What the task asks:
Leave the pictures out and restate each entry below word for word.

(Dataset entries)
^^^^^^^^^^^^^^^^

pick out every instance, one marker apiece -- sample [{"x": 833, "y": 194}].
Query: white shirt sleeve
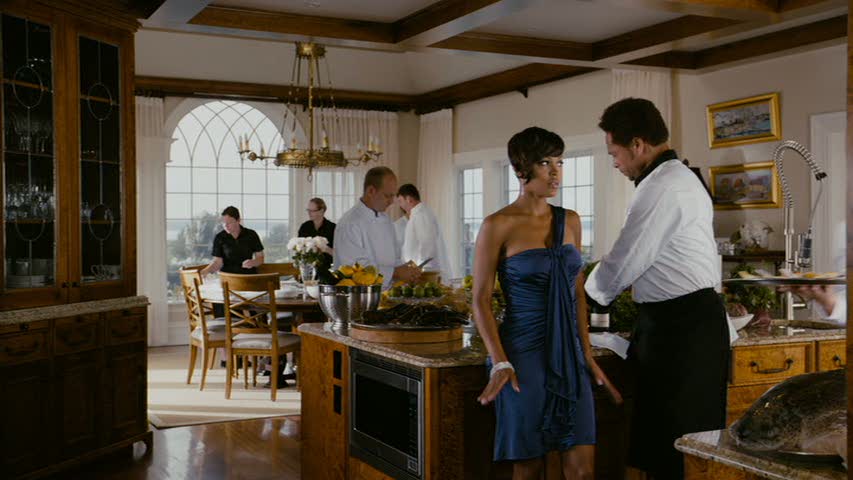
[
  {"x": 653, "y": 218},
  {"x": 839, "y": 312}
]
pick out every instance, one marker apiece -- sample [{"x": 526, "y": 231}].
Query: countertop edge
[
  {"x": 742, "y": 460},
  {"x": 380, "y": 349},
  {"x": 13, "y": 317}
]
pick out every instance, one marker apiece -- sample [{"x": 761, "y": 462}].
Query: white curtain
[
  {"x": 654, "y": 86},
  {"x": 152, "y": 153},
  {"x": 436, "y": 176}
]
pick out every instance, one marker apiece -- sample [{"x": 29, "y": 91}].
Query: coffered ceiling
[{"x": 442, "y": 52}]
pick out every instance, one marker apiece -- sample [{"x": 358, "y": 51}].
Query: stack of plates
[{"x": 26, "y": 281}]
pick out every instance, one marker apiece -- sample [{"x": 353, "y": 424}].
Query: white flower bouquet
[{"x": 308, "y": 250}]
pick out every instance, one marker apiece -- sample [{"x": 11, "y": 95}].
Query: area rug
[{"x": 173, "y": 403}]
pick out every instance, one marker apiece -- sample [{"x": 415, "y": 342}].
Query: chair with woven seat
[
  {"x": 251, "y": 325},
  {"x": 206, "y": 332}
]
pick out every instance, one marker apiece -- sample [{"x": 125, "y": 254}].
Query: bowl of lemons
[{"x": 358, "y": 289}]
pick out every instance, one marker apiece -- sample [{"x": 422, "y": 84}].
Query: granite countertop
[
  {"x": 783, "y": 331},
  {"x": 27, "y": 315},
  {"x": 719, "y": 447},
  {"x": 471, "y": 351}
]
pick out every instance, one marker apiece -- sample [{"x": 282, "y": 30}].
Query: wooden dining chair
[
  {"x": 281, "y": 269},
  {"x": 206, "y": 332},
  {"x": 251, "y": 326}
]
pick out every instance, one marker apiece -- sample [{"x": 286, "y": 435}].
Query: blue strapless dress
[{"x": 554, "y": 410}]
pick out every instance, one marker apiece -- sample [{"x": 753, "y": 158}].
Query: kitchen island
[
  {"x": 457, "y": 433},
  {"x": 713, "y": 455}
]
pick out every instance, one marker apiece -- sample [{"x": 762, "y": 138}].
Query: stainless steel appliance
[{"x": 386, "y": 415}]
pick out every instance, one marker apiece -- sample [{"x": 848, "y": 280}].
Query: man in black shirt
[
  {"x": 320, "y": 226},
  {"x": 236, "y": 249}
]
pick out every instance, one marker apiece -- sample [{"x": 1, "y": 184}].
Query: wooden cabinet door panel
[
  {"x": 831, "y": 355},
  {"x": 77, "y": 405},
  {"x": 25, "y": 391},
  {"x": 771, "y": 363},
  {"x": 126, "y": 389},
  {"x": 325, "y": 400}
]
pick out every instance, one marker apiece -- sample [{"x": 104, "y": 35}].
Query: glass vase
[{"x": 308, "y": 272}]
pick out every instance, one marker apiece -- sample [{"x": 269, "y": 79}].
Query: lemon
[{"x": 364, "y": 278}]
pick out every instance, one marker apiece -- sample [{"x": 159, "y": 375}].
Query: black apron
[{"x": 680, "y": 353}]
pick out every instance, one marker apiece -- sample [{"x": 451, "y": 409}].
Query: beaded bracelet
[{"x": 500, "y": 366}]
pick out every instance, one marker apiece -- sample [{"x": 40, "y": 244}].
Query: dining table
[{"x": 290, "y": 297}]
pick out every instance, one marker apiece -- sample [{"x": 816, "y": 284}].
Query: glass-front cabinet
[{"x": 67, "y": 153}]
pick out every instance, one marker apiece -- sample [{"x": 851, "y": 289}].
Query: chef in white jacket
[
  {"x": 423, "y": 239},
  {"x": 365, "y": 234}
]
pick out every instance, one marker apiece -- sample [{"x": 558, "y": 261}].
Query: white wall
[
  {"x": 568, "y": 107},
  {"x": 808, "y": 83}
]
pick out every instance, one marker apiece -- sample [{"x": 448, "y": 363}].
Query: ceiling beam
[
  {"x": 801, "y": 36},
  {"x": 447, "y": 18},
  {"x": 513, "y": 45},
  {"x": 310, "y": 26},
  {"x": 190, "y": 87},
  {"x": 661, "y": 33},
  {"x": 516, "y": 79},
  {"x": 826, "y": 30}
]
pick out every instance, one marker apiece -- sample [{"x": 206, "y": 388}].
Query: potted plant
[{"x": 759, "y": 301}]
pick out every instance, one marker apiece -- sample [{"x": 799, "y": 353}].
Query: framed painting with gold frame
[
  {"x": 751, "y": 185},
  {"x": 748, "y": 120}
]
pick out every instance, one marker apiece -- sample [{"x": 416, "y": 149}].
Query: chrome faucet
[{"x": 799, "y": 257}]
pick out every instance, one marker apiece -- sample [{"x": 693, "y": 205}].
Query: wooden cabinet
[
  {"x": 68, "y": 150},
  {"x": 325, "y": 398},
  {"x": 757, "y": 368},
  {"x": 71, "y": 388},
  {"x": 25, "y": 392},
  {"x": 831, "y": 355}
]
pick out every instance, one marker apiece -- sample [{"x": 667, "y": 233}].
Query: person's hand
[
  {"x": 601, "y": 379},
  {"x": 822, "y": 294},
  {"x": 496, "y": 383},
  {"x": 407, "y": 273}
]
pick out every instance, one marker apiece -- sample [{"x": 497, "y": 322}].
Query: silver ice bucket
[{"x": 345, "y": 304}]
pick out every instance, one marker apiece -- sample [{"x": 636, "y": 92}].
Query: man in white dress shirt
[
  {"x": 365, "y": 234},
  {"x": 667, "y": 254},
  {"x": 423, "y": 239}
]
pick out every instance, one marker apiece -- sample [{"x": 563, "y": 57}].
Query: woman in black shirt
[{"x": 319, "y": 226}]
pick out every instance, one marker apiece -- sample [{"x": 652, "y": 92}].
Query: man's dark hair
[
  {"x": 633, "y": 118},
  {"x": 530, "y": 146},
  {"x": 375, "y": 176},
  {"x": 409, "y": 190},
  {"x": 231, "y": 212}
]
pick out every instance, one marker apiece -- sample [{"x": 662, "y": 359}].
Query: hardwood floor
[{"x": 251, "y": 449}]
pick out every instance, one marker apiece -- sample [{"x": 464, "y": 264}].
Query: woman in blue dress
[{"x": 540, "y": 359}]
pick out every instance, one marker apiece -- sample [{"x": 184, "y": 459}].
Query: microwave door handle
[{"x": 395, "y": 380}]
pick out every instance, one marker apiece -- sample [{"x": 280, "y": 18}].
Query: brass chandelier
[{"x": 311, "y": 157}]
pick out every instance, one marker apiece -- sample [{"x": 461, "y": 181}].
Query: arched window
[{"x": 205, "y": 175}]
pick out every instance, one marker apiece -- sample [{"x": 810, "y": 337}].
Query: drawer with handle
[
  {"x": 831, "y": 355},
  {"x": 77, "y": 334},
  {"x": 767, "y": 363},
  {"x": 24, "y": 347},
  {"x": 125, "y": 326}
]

^^^^^^^^^^^^^^^^

Exercise solution:
pick out every instance, one marker apiece -- sample [{"x": 833, "y": 194}].
Query: white shirt sleeve
[
  {"x": 653, "y": 218},
  {"x": 839, "y": 312}
]
pick out every instance, one marker apiece -- sample [{"x": 526, "y": 231}].
Query: countertop edge
[
  {"x": 742, "y": 460},
  {"x": 380, "y": 349},
  {"x": 13, "y": 317}
]
pick out every instance, one marker apiece -- sample [{"x": 761, "y": 462}].
Query: white curtain
[
  {"x": 654, "y": 86},
  {"x": 152, "y": 153},
  {"x": 436, "y": 176}
]
pick out every instance, one marker apiece -- sample [{"x": 29, "y": 91}].
Query: coffered ceiling
[{"x": 442, "y": 52}]
pick out every instance, one marker apiece -- sample [{"x": 358, "y": 51}].
Query: stack of plates
[{"x": 26, "y": 281}]
pick out every instance, one marker apiece -- sample [{"x": 353, "y": 424}].
Query: white flower bouquet
[{"x": 308, "y": 250}]
pick out every instance, one marker apiece -- sample [{"x": 11, "y": 95}].
Query: area rug
[{"x": 173, "y": 403}]
pick out every instance, one marker apiece -- sample [{"x": 415, "y": 342}].
Query: chair with woven seat
[
  {"x": 251, "y": 325},
  {"x": 206, "y": 332}
]
pick out every instance, one marker apiece -- sample [{"x": 125, "y": 254}].
Query: bowl of lemons
[{"x": 358, "y": 289}]
pick out every instance, one marker apiece -- sample [{"x": 422, "y": 84}].
Query: granite countertop
[
  {"x": 783, "y": 331},
  {"x": 27, "y": 315},
  {"x": 719, "y": 447},
  {"x": 471, "y": 351}
]
pick out every instance, one marker apiece -- sample [{"x": 282, "y": 30}].
Query: wooden dining chair
[
  {"x": 281, "y": 269},
  {"x": 206, "y": 332},
  {"x": 251, "y": 326}
]
pick out every instance, one marker apiece -- sample [{"x": 286, "y": 435}].
Query: blue strapless dress
[{"x": 554, "y": 410}]
pick out every instance, one marker apiece -- sample [{"x": 753, "y": 158}].
Query: kitchen island
[
  {"x": 457, "y": 433},
  {"x": 713, "y": 455}
]
pick out every instance, one marker apiece -- sample [{"x": 762, "y": 138}].
Query: stainless steel appliance
[{"x": 386, "y": 415}]
pick out every instance, one marker apiece -- sample [{"x": 848, "y": 280}].
Query: man in black shirt
[
  {"x": 320, "y": 226},
  {"x": 236, "y": 249}
]
pick out every instance, one marker apiece -- sample [{"x": 1, "y": 184}].
Query: wooden cabinet door panel
[
  {"x": 831, "y": 355},
  {"x": 77, "y": 405},
  {"x": 25, "y": 391},
  {"x": 771, "y": 363},
  {"x": 126, "y": 389},
  {"x": 325, "y": 400}
]
pick out every instance, one marker apiece -- sample [{"x": 104, "y": 35}].
Query: glass vase
[{"x": 308, "y": 272}]
pick out every instance, one marker apiece -- sample [{"x": 269, "y": 79}].
Query: lemon
[{"x": 364, "y": 278}]
pick out every instance, one marker apiece -- sample [{"x": 159, "y": 375}].
Query: black apron
[{"x": 680, "y": 353}]
pick out every instance, one marker apiece -- sample [{"x": 451, "y": 409}].
Query: beaded bracelet
[{"x": 500, "y": 366}]
pick out every instance, one marker apiece -- sample [{"x": 40, "y": 244}].
Query: dining table
[{"x": 290, "y": 297}]
pick out every instance, one marker apiece -- sample [{"x": 816, "y": 284}].
Query: glass-front cabinet
[{"x": 67, "y": 153}]
pick out every instance, one marker apiece -- sample [{"x": 851, "y": 289}].
Query: chef in white jacket
[
  {"x": 423, "y": 239},
  {"x": 365, "y": 234}
]
pick out every instance, one marker apiece -- sample [{"x": 558, "y": 261}].
Query: white wall
[
  {"x": 568, "y": 107},
  {"x": 808, "y": 83}
]
pick out every instance, one marker apiece -- sample [{"x": 448, "y": 363}].
Query: ceiling beam
[
  {"x": 801, "y": 36},
  {"x": 447, "y": 18},
  {"x": 513, "y": 45},
  {"x": 310, "y": 26},
  {"x": 190, "y": 87},
  {"x": 661, "y": 33},
  {"x": 516, "y": 79},
  {"x": 826, "y": 30}
]
pick out every instance, one marker apiece -- sample [{"x": 206, "y": 388}].
Query: potted plant
[{"x": 759, "y": 301}]
pick out every instance, one marker apiece -- sample [{"x": 799, "y": 353}].
Query: framed painting with gold frame
[
  {"x": 751, "y": 185},
  {"x": 748, "y": 120}
]
pick out every instance, one marker apiece -- sample [{"x": 416, "y": 149}].
Query: chrome faucet
[{"x": 799, "y": 257}]
pick out every instance, one marker apiece -- sample [{"x": 693, "y": 205}].
Query: wooden cabinet
[
  {"x": 68, "y": 150},
  {"x": 325, "y": 398},
  {"x": 757, "y": 368},
  {"x": 71, "y": 388},
  {"x": 25, "y": 392},
  {"x": 831, "y": 355}
]
pick out every instance, one marker apiece -- sample [{"x": 667, "y": 233}].
Query: person's hand
[
  {"x": 601, "y": 379},
  {"x": 822, "y": 294},
  {"x": 496, "y": 383},
  {"x": 407, "y": 273}
]
pick out every instance, one marker apiece -- sample [{"x": 497, "y": 322}].
Query: silver ice bucket
[{"x": 345, "y": 304}]
pick out every instance, one marker apiece -- sample [{"x": 636, "y": 92}].
Query: man in white dress shirt
[
  {"x": 365, "y": 234},
  {"x": 667, "y": 254},
  {"x": 423, "y": 239}
]
pick out every instance, one marker apiece -- sample [{"x": 563, "y": 57}].
Query: woman in black shirt
[{"x": 319, "y": 226}]
pick out every instance, one marker apiece -- sample [{"x": 652, "y": 92}].
Query: man's dark hair
[
  {"x": 633, "y": 118},
  {"x": 530, "y": 146},
  {"x": 375, "y": 176},
  {"x": 409, "y": 190},
  {"x": 231, "y": 212}
]
pick out every instance, one marker apiece -- sample [{"x": 662, "y": 359}].
Query: hardwood floor
[{"x": 251, "y": 449}]
pick out every instance, one marker apiece -- sample [{"x": 464, "y": 264}].
Query: woman in blue dress
[{"x": 540, "y": 359}]
pick out every instance, one marker apiece -- sample [{"x": 184, "y": 459}].
Query: microwave door handle
[{"x": 395, "y": 380}]
pick out every instance, one marker apiece -- sample [{"x": 280, "y": 18}].
Query: brass chandelier
[{"x": 311, "y": 157}]
pick out every instance, one marker apiece -- sample [{"x": 461, "y": 181}].
Query: arched window
[{"x": 205, "y": 175}]
pick out every instance, one marker apiece -- sample [{"x": 810, "y": 337}].
Query: drawer with handle
[
  {"x": 831, "y": 355},
  {"x": 77, "y": 334},
  {"x": 767, "y": 363},
  {"x": 24, "y": 347},
  {"x": 125, "y": 326}
]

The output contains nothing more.